What is being asked: Copy out the entries word for word, taking everything from the line containing "like point(314, 590)." down to the line containing "point(662, 399)", with both of those lines included.

(Location identification items)
****************************************

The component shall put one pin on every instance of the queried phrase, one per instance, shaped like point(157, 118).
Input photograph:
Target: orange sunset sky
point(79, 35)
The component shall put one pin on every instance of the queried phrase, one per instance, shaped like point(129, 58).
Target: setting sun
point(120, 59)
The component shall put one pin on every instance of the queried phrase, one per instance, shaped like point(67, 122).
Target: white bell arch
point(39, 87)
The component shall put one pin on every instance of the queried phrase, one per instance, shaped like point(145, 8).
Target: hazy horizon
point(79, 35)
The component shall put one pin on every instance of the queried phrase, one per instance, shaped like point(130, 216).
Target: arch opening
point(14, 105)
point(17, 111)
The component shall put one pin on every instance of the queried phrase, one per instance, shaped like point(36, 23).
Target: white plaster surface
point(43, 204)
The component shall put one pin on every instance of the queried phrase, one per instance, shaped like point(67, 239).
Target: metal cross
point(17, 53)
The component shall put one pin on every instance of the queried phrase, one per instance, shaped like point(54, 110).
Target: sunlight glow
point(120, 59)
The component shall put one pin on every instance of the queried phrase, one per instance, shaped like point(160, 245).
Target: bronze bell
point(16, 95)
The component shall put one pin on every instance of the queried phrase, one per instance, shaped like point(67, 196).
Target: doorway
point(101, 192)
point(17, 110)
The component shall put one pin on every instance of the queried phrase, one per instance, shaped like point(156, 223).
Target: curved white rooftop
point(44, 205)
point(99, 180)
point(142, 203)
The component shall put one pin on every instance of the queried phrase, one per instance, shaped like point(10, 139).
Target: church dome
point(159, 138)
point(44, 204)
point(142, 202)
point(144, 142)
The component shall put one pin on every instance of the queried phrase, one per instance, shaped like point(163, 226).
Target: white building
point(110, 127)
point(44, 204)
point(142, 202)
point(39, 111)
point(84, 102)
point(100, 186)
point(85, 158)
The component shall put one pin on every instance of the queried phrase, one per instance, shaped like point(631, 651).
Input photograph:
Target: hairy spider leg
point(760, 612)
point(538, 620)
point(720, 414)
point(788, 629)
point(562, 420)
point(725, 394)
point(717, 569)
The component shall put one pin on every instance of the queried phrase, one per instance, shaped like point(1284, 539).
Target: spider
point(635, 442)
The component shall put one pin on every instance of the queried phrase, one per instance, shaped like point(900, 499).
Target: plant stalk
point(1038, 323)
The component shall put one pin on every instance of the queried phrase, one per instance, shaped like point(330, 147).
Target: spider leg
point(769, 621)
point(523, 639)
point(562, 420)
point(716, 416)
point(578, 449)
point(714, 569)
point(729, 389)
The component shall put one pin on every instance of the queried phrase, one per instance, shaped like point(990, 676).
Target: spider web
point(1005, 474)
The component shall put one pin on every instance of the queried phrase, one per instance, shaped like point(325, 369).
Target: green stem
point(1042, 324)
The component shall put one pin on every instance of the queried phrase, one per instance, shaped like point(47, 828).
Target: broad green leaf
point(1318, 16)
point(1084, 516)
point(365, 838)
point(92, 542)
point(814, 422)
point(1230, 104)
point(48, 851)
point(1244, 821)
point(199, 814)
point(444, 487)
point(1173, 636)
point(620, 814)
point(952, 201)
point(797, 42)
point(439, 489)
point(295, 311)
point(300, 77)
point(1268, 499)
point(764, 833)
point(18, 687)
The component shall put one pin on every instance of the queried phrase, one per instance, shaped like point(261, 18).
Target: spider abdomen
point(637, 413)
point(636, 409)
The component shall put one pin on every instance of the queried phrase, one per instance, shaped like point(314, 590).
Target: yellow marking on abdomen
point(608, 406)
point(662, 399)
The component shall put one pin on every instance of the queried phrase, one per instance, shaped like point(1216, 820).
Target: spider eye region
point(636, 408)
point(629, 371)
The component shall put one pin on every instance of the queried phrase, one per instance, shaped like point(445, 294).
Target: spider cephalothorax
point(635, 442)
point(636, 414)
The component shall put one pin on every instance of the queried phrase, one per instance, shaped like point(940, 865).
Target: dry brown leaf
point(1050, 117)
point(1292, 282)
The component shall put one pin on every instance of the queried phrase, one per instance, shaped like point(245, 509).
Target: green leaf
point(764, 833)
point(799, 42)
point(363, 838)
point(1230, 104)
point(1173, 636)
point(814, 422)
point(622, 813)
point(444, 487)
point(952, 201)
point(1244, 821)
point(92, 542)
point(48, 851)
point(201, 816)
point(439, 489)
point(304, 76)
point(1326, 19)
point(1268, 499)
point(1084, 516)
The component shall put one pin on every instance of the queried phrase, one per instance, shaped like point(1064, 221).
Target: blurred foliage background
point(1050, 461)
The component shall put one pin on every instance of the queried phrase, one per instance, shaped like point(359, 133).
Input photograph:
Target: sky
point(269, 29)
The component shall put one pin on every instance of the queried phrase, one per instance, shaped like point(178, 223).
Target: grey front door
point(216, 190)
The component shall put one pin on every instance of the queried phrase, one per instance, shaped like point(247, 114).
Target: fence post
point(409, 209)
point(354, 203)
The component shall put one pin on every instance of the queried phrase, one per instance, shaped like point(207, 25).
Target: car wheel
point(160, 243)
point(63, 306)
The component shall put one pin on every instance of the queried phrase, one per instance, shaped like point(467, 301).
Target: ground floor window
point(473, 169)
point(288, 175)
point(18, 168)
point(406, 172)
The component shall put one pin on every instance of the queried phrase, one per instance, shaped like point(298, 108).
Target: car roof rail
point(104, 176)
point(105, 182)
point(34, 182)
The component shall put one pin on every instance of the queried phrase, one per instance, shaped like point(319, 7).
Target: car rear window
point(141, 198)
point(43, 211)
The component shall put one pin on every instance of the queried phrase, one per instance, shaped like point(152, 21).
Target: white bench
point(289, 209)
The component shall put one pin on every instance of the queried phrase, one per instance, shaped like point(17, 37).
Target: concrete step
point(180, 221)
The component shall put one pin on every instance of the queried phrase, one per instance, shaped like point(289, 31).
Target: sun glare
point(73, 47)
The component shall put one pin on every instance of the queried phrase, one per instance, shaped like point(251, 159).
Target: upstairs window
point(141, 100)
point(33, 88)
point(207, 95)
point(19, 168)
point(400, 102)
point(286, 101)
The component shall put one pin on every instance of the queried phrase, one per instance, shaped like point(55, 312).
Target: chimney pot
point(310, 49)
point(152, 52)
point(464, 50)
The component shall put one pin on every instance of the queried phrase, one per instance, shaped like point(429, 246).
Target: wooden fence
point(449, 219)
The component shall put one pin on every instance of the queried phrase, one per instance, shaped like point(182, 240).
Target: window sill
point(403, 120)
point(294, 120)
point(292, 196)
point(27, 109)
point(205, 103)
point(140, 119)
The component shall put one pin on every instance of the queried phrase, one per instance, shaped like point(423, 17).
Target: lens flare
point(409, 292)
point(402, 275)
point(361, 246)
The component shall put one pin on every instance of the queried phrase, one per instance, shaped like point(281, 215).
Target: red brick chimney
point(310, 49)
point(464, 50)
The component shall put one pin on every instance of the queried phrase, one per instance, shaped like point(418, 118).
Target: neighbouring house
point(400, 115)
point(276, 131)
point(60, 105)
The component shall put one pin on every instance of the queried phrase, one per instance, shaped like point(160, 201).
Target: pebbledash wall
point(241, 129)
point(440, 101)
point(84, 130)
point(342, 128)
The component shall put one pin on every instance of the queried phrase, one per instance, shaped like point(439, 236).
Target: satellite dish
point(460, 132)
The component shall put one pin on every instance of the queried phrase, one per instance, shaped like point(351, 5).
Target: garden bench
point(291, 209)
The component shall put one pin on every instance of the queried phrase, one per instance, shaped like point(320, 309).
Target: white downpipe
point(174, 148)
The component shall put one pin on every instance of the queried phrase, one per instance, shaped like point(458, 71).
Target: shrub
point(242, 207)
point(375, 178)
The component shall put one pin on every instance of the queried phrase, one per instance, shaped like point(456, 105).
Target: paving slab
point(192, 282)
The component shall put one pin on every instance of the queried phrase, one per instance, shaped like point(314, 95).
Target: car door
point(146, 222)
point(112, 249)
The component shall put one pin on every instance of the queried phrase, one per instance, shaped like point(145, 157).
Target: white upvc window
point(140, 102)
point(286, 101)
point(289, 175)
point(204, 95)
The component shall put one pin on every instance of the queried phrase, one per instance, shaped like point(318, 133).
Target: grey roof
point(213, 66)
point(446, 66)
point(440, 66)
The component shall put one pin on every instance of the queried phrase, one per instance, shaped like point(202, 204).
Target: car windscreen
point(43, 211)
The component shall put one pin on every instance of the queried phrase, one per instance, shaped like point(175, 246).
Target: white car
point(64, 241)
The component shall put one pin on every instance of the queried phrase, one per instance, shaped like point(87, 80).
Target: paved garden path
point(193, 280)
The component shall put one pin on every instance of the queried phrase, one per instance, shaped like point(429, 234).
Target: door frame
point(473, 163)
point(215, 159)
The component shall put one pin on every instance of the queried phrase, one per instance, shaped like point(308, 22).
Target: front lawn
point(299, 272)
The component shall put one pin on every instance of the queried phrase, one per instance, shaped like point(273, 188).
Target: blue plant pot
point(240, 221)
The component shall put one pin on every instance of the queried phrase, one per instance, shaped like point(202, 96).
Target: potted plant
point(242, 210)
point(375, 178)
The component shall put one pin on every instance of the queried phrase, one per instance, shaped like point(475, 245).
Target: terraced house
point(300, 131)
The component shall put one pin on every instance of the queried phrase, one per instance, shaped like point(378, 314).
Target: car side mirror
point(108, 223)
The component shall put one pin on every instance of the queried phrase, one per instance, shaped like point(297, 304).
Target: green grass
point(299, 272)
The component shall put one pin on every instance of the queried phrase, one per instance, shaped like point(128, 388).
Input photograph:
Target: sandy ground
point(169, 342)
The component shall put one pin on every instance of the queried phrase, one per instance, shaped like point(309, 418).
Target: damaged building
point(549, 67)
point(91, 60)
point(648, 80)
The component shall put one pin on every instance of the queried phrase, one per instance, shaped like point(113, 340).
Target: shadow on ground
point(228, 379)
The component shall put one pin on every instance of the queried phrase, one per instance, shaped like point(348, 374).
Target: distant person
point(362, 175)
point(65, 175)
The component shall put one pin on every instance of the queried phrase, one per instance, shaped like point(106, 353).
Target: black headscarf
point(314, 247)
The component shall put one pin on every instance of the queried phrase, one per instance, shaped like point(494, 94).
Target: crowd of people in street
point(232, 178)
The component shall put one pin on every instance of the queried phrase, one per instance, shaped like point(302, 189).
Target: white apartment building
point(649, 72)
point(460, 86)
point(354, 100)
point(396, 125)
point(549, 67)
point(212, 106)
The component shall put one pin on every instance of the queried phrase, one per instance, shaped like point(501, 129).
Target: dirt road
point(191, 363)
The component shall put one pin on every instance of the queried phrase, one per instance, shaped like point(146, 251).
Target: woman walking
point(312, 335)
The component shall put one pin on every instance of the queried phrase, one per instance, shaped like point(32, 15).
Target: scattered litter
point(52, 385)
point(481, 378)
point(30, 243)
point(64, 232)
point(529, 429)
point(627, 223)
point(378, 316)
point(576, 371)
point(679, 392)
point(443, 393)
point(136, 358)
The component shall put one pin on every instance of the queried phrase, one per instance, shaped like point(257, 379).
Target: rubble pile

****************************************

Full response:
The component shall put one pin on every instance of the queried phrase, one per instance, shaped like point(314, 590).
Target: yellow marking on abdomen
point(608, 406)
point(662, 399)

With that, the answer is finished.